*** SOURCE RECORDS ***

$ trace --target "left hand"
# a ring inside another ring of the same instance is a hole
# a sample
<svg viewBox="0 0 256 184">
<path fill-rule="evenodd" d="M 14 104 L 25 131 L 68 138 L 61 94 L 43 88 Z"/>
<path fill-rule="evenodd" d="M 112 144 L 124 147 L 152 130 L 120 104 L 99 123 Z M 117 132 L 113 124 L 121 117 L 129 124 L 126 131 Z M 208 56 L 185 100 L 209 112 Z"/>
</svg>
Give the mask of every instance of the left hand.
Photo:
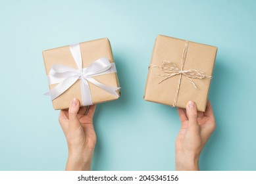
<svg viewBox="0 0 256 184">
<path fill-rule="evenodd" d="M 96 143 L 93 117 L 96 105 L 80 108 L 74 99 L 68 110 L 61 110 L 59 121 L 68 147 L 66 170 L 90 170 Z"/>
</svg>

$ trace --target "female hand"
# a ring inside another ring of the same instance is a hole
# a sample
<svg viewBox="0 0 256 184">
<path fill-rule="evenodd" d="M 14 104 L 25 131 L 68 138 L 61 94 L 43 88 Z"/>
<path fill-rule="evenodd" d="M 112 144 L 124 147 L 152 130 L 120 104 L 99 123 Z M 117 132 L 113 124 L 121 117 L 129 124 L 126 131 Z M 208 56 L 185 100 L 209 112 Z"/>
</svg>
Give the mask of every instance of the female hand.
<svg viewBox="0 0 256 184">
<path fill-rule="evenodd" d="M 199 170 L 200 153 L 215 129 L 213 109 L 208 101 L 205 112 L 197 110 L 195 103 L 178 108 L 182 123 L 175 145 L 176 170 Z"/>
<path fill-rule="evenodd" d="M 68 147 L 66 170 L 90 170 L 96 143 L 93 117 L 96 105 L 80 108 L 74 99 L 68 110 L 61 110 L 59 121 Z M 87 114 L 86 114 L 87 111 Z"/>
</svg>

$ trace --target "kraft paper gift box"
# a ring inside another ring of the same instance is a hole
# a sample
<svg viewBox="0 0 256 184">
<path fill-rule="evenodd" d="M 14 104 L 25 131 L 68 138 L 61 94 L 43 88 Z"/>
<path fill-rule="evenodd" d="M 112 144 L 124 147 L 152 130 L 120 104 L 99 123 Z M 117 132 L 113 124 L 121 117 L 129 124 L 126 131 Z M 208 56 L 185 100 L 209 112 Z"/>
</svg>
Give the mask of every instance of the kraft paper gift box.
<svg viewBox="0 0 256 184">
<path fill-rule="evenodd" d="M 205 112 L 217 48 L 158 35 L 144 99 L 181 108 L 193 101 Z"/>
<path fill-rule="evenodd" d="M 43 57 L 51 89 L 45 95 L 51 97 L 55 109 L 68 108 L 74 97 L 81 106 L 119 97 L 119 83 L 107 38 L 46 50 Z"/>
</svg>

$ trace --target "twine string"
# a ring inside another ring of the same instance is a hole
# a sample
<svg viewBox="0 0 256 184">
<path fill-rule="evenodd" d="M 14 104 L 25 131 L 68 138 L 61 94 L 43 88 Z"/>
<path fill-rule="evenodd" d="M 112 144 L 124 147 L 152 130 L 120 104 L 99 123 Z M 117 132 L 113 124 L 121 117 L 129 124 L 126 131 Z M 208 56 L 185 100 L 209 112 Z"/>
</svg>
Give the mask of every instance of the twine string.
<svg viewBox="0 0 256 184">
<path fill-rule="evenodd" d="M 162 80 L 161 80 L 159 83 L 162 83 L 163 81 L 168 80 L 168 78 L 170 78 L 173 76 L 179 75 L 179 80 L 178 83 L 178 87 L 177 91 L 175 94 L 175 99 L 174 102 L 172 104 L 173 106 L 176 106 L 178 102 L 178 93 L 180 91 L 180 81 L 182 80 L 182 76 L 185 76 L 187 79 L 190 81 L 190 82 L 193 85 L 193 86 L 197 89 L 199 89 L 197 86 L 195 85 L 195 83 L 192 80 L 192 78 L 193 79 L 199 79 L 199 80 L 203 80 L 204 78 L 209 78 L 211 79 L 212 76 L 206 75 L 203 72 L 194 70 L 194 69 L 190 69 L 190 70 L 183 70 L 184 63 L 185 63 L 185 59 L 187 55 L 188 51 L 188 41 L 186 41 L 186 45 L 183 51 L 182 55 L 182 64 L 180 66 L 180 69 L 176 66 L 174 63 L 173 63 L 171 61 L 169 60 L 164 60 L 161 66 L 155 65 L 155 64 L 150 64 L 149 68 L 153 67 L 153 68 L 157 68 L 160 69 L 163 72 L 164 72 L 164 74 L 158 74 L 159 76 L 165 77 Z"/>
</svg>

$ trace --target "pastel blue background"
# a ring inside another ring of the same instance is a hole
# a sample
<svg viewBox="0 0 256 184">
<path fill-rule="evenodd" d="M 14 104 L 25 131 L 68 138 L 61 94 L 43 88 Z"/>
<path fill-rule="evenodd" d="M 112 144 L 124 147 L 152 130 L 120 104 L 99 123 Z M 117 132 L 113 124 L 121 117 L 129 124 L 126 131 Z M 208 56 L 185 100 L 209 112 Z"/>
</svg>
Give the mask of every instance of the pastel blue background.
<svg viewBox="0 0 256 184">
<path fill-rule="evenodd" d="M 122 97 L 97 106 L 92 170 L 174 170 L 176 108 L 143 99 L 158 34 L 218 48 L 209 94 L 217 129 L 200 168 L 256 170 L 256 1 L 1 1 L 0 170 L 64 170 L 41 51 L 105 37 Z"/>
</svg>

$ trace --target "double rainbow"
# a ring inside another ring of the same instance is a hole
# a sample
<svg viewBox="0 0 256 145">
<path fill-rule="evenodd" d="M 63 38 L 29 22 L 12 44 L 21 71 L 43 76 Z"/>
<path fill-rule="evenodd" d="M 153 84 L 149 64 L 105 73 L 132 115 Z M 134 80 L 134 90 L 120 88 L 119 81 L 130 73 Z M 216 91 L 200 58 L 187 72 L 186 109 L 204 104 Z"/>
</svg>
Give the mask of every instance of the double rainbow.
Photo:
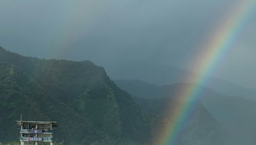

***

■ **WORK TO COMPLETE**: Make an exact copy of all entries above, dropping the images.

■ **SOLVED PROBLEM**:
$ trace --target "left hand"
# a ring inside another ring of the same instance is a hole
# a sample
<svg viewBox="0 0 256 184">
<path fill-rule="evenodd" d="M 14 104 L 25 131 L 68 138 L 61 94 L 43 88 Z"/>
<path fill-rule="evenodd" d="M 112 144 L 124 147 L 152 130 L 120 104 L 99 123 Z M 117 132 L 113 124 L 121 117 L 129 124 L 126 131 Z M 208 56 L 185 100 L 209 112 Z"/>
</svg>
Give the mask of every instance of the left hand.
Photo:
<svg viewBox="0 0 256 184">
<path fill-rule="evenodd" d="M 96 143 L 93 117 L 96 105 L 80 108 L 74 99 L 68 110 L 61 110 L 59 121 L 68 147 L 66 170 L 90 170 Z"/>
</svg>

$ trace --target "female hand"
# a ring inside another ring of the same instance is a hole
# a sample
<svg viewBox="0 0 256 184">
<path fill-rule="evenodd" d="M 14 104 L 25 131 L 68 138 L 61 94 L 43 88 Z"/>
<path fill-rule="evenodd" d="M 112 144 L 124 147 L 152 130 L 120 104 L 99 123 Z M 117 132 L 113 124 L 121 117 L 129 124 L 126 131 Z M 208 56 L 185 100 L 209 112 Z"/>
</svg>
Give the mask of every instance of the female hand.
<svg viewBox="0 0 256 184">
<path fill-rule="evenodd" d="M 199 170 L 200 153 L 215 129 L 213 109 L 208 101 L 205 112 L 197 110 L 195 103 L 178 108 L 182 123 L 175 145 L 176 170 Z"/>
<path fill-rule="evenodd" d="M 68 147 L 66 170 L 90 170 L 96 143 L 93 117 L 96 105 L 80 108 L 74 99 L 68 110 L 61 110 L 59 121 Z M 87 114 L 86 114 L 87 111 Z"/>
</svg>

$ trace --target "kraft paper gift box"
# a ring inside another ring of the same instance is a hole
# a sample
<svg viewBox="0 0 256 184">
<path fill-rule="evenodd" d="M 14 104 L 25 131 L 68 138 L 61 94 L 43 88 Z"/>
<path fill-rule="evenodd" d="M 112 144 L 124 147 L 152 130 L 120 104 L 99 123 Z M 117 132 L 113 124 L 121 117 L 129 124 L 126 131 Z M 208 56 L 185 100 L 209 112 Z"/>
</svg>
Give the mask of every instance of the kraft paper gift box.
<svg viewBox="0 0 256 184">
<path fill-rule="evenodd" d="M 205 112 L 217 48 L 158 35 L 144 99 L 181 108 L 193 101 Z"/>
<path fill-rule="evenodd" d="M 43 57 L 51 89 L 45 95 L 51 97 L 55 109 L 68 108 L 74 97 L 81 106 L 119 97 L 119 83 L 107 38 L 46 50 Z"/>
</svg>

$ trace --target "twine string"
# a ring inside another ring of the same instance is a hole
# a sample
<svg viewBox="0 0 256 184">
<path fill-rule="evenodd" d="M 14 104 L 25 131 L 68 138 L 61 94 L 43 88 Z"/>
<path fill-rule="evenodd" d="M 112 144 L 124 147 L 152 130 L 120 104 L 99 123 Z M 117 132 L 113 124 L 121 117 L 129 124 L 126 131 Z M 208 56 L 185 100 L 209 112 Z"/>
</svg>
Give the mask of every instance of the twine string.
<svg viewBox="0 0 256 184">
<path fill-rule="evenodd" d="M 162 80 L 161 80 L 159 83 L 162 83 L 163 81 L 168 80 L 168 78 L 170 78 L 173 76 L 179 75 L 179 80 L 178 83 L 178 87 L 177 91 L 175 94 L 175 99 L 174 102 L 172 104 L 173 106 L 176 106 L 178 102 L 178 93 L 180 91 L 180 81 L 182 80 L 182 76 L 185 76 L 187 79 L 190 81 L 190 82 L 193 85 L 193 86 L 197 89 L 199 89 L 197 86 L 195 85 L 195 83 L 192 80 L 192 78 L 193 79 L 199 79 L 199 80 L 203 80 L 204 78 L 209 78 L 211 79 L 212 76 L 206 75 L 203 72 L 194 70 L 194 69 L 190 69 L 190 70 L 183 70 L 184 63 L 185 63 L 185 59 L 187 55 L 188 51 L 188 41 L 186 41 L 186 45 L 183 51 L 182 55 L 182 64 L 180 66 L 180 69 L 176 66 L 174 63 L 173 63 L 171 61 L 169 60 L 164 60 L 161 66 L 155 65 L 155 64 L 150 64 L 149 68 L 153 67 L 153 68 L 157 68 L 160 69 L 163 72 L 164 72 L 164 74 L 158 74 L 159 76 L 165 77 Z"/>
</svg>

$ trace --target "pastel blue background"
# a ring inside another ring of the same instance is a hole
# a sample
<svg viewBox="0 0 256 184">
<path fill-rule="evenodd" d="M 14 104 L 25 131 L 68 138 L 61 94 L 43 88 Z"/>
<path fill-rule="evenodd" d="M 112 144 L 124 147 L 152 130 L 120 104 L 99 123 Z M 117 132 L 113 124 L 121 117 L 129 124 L 126 131 Z M 208 56 L 185 100 L 209 112 Z"/>
</svg>
Give the mask of every instance of the pastel blue background.
<svg viewBox="0 0 256 184">
<path fill-rule="evenodd" d="M 122 97 L 97 106 L 92 170 L 174 170 L 176 108 L 143 99 L 158 34 L 218 48 L 209 94 L 217 129 L 200 168 L 256 170 L 256 1 L 1 1 L 0 170 L 64 170 L 41 51 L 105 37 Z"/>
</svg>

$ trace --target "double rainbow"
# a ring inside another ring of the same instance is a hole
# a sample
<svg viewBox="0 0 256 145">
<path fill-rule="evenodd" d="M 63 38 L 29 22 L 12 44 L 21 71 L 43 76 Z"/>
<path fill-rule="evenodd" d="M 153 84 L 149 64 L 105 73 L 132 115 Z M 134 80 L 134 90 L 120 88 L 119 81 L 130 73 Z M 216 91 L 200 58 L 187 72 L 186 109 L 204 104 Z"/>
</svg>
Give the mask of every instance of the double rainbow.
Photo:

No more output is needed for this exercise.